EXERCISE DESCRIPTION: Down to the last character, transcribe every record.
DATA SUPPLIED below:
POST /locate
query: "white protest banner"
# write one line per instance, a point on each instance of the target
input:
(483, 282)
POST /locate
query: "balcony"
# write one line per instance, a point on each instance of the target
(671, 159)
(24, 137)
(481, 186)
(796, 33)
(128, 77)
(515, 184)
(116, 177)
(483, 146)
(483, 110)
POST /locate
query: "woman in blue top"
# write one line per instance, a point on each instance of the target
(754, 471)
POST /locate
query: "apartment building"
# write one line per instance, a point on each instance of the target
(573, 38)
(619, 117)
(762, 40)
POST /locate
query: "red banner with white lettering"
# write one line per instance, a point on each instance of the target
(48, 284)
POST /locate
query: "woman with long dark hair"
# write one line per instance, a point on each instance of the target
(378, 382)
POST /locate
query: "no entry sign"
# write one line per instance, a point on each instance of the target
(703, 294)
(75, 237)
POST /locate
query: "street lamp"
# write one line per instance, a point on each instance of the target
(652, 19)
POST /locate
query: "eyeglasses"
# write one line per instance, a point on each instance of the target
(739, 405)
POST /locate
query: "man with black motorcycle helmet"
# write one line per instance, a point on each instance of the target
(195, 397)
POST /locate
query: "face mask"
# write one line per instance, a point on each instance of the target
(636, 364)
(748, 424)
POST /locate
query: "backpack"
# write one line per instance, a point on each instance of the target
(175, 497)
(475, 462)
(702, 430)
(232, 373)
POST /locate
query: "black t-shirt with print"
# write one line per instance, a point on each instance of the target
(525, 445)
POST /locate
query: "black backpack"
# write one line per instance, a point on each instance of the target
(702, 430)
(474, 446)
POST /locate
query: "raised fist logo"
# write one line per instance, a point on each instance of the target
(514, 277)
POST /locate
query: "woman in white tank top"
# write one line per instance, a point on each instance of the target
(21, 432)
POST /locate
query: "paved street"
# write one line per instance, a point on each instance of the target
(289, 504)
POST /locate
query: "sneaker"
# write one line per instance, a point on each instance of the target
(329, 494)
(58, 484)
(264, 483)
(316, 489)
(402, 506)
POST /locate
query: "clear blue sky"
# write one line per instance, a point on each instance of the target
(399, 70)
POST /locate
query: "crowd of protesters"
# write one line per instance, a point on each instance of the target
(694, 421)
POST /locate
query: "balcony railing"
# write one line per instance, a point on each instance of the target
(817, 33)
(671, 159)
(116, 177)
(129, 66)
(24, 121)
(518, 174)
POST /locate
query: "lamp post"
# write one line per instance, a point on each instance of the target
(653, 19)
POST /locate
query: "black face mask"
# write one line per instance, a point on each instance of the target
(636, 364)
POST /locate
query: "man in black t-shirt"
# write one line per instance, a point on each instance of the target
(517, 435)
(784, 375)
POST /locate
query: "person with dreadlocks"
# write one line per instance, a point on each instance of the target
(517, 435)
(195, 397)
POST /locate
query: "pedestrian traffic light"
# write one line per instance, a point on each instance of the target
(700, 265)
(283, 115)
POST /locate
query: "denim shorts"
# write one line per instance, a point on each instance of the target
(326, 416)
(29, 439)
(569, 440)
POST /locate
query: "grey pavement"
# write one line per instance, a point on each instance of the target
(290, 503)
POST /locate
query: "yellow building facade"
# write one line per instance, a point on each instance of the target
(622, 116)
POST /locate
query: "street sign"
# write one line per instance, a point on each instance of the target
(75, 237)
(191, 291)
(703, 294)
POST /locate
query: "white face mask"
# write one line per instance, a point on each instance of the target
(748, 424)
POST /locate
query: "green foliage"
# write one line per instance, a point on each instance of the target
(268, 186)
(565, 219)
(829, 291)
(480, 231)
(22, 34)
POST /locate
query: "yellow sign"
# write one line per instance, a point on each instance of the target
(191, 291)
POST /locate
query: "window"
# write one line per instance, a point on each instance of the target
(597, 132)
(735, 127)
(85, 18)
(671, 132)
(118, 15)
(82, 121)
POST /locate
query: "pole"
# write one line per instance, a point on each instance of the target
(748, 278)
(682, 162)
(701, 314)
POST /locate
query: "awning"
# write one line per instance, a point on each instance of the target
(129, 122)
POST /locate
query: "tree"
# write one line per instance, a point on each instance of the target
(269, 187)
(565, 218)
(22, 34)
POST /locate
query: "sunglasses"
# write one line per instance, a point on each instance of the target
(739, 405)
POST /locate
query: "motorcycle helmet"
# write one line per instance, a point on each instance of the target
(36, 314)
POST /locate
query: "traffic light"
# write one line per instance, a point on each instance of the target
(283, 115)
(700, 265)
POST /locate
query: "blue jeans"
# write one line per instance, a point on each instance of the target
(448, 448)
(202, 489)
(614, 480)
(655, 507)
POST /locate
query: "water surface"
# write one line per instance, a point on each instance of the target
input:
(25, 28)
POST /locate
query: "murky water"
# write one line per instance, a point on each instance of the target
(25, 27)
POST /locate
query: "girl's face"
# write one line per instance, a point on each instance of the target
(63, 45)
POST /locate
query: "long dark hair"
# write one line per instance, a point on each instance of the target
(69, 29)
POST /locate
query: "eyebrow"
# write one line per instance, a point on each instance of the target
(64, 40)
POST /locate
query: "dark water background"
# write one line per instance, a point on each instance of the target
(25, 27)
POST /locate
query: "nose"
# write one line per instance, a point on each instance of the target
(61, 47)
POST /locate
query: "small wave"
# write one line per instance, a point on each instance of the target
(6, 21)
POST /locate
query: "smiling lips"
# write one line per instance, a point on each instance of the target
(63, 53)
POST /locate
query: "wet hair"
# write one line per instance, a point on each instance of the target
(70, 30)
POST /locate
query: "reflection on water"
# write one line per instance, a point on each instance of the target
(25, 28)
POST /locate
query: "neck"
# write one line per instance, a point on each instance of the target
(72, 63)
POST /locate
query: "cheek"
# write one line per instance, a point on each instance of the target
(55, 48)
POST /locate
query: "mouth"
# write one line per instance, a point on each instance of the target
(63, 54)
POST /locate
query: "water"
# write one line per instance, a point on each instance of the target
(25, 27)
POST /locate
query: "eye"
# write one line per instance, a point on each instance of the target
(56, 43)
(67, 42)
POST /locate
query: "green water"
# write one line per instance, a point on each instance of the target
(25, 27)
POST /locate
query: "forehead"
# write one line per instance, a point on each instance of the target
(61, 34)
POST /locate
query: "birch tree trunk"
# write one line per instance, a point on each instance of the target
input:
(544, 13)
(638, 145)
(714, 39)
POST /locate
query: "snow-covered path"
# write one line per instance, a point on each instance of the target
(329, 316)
End of DATA SUPPLIED.
RESPONSE TO THE EXERCISE:
POST /locate
query: "white protest banner"
# write one line per instance, a point on each instance of the target
input:
(483, 282)
POST /locate
query: "balcony"
# write one line per instance, a point on each instance of the target
(671, 159)
(24, 137)
(481, 186)
(796, 33)
(128, 77)
(515, 184)
(116, 177)
(483, 146)
(483, 110)
POST /locate
query: "woman in blue top"
# write one line per instance, a point on each instance of the target
(754, 471)
POST /locate
query: "apartment building"
# write one line per instance, a point on each instance of the target
(573, 38)
(619, 117)
(762, 40)
POST /locate
query: "red banner with white lettering"
# write one line per instance, a point on each instance of the target
(48, 284)
POST /locate
query: "woman with long dark hair"
# write one line per instance, a point on each instance of the target
(378, 382)
POST /locate
query: "no entry sign"
# write one line per instance, a point on each instance of the target
(703, 294)
(75, 237)
POST /locate
query: "street lamp"
# write one line per instance, a point on each instance of the target
(652, 19)
POST /locate
query: "eyeglasses"
# write one line per instance, a point on each instance of the target
(739, 405)
POST /locate
query: "man with black motorcycle helmet"
# write one line per instance, a point on each instance of the target
(195, 397)
POST /locate
query: "face mask"
# write one line per instance, a point on each instance of the target
(636, 364)
(748, 424)
POST /locate
query: "backpack"
# write one line per instance, a point on each instance of the target
(175, 497)
(475, 462)
(702, 430)
(232, 373)
POST /locate
query: "black t-shirt with print"
# write one line per instance, a point on each instance of the target
(525, 445)
POST /locate
query: "black backpack"
# write one line per instance, a point on each instance of the target
(702, 430)
(474, 446)
POST /locate
query: "raised fist logo"
# write one line per instance, a point on each instance of the target
(514, 277)
POST /locate
query: "woman in white tank top"
# write one line per instance, a point on each instance of the target
(21, 432)
POST /locate
query: "paved street"
# write one line per instance, a point on each instance of the target
(289, 504)
POST /locate
query: "sneaker"
# write one line per instance, a point on each instance of the target
(329, 494)
(58, 484)
(264, 483)
(316, 489)
(402, 506)
POST /locate
query: "clear blue sky"
# write one line per instance, a point on each instance of the target
(399, 70)
POST /locate
query: "crowd of protesters"
# write one line per instance, a point on each instance of the target
(694, 421)
POST /locate
query: "balcony railing"
# write one line per instance, a point on each instance of the target
(817, 33)
(671, 159)
(116, 177)
(129, 66)
(24, 121)
(518, 174)
POST /locate
query: "lamp post"
# write one line per instance, a point on each instance of the target
(653, 19)
POST /locate
query: "black face mask"
# write one line per instance, a point on each instance of the target
(636, 364)
POST /locate
query: "man in black t-shirt"
# write one line per instance, a point on each instance of the target
(517, 435)
(784, 375)
POST /locate
query: "person with dreadlocks"
# write one line per instance, a point on each instance of the target
(517, 435)
(195, 397)
POST /locate
query: "pedestrian traffic light"
# write one line per instance, a point on each instance of the target
(700, 265)
(283, 115)
POST /locate
query: "denim shorts"
# write one line per instance, a point on each instance of the target
(326, 416)
(29, 439)
(569, 440)
POST /locate
query: "grey pavement"
# write one line per instance, a point on each instance of the target
(290, 503)
POST /locate
query: "yellow building facade"
# write one line per instance, a point on each instance of the target
(622, 116)
POST /locate
query: "street sign"
# write one line per instance, a point on each instance of the target
(75, 237)
(191, 291)
(703, 294)
POST /locate
query: "white face mask"
# write one line per instance, a point on each instance of the target
(748, 424)
POST /locate
query: "green foliage"
# write one line per instance, a point on each instance of the target
(268, 186)
(565, 219)
(829, 291)
(480, 231)
(22, 34)
POST /locate
query: "yellow sign"
# write one line per instance, a point on each instance of the target
(191, 291)
POST /locate
query: "window"
# write one line per instance, a point on each instance of the target
(597, 132)
(735, 127)
(85, 18)
(671, 132)
(118, 15)
(82, 121)
POST /locate
query: "pole"
# write one line per instance, a point on each instance of the target
(748, 278)
(682, 162)
(701, 314)
POST /locate
query: "awning"
# write one line per instance, a point on each instance of the target
(129, 122)
POST /locate
query: "tree"
# write one line per instance, a point on each instance of the target
(269, 187)
(565, 218)
(22, 34)
POST /locate
query: "sunglasses"
# write one line per instance, a point on each instance of the target
(739, 405)
POST /locate
query: "motorcycle helmet"
# write one line per instance, a point on each instance of the target
(36, 314)
POST /locate
query: "traffic light"
# write one line per instance, a point on each instance of the target
(283, 115)
(700, 265)
POST /locate
query: "blue jeans"
# write one line per instance, a point on each instance of the target
(448, 448)
(202, 489)
(614, 480)
(655, 507)
POST /locate
query: "water surface"
# write one line per instance, a point on each instance of the target
input:
(25, 28)
POST /locate
query: "murky water"
# write one line per instance, a point on each instance of the target
(25, 27)
POST /locate
query: "girl's face"
# write one line per instance, a point on each instance of the target
(63, 45)
POST /locate
query: "long dark hair"
# write one line per instance, a point on each instance of the target
(69, 29)
POST /locate
query: "eyebrow"
# write one line per instance, a point on each instance of the target
(64, 40)
POST /locate
query: "dark water background"
# write one line per instance, a point on each instance of the target
(25, 27)
POST /locate
query: "nose"
# write one line per instance, a point on each instance of the target
(61, 47)
POST /locate
query: "small wave"
# write one line per instance, a point on each instance of the target
(6, 21)
POST /locate
query: "smiling lips"
# write one line per instance, a point on each instance of the target
(63, 53)
POST /locate
query: "wet hair"
# write one line per instance, a point on each instance of the target
(70, 30)
POST /locate
query: "reflection on water"
# write one line per instance, a point on each instance of the target
(25, 28)
POST /locate
query: "neck"
# write one line per instance, a point on each instance of the target
(72, 63)
POST /locate
query: "cheek"
# write one line per instance, a point on each instance of the target
(55, 48)
POST /locate
query: "mouth"
# write one line per instance, a point on each instance of the target
(63, 54)
POST /locate
query: "water"
# write one line per instance, a point on each instance of the target
(25, 27)
POST /locate
query: "eye"
# write one line per instance, a point on each instance of the target
(56, 43)
(67, 42)
POST /locate
query: "green water"
# write one line per instance, a point on each instance of the target
(25, 27)
POST /locate
query: "forehead"
# write one line per instance, a point on each instance of the target
(61, 34)
POST /locate
query: "birch tree trunk"
# write one line per instance, a point on each instance of the target
input:
(544, 13)
(638, 145)
(714, 39)
POST /locate
query: "snow-covered path"
# write one line per instance, a point on each instance of the target
(329, 316)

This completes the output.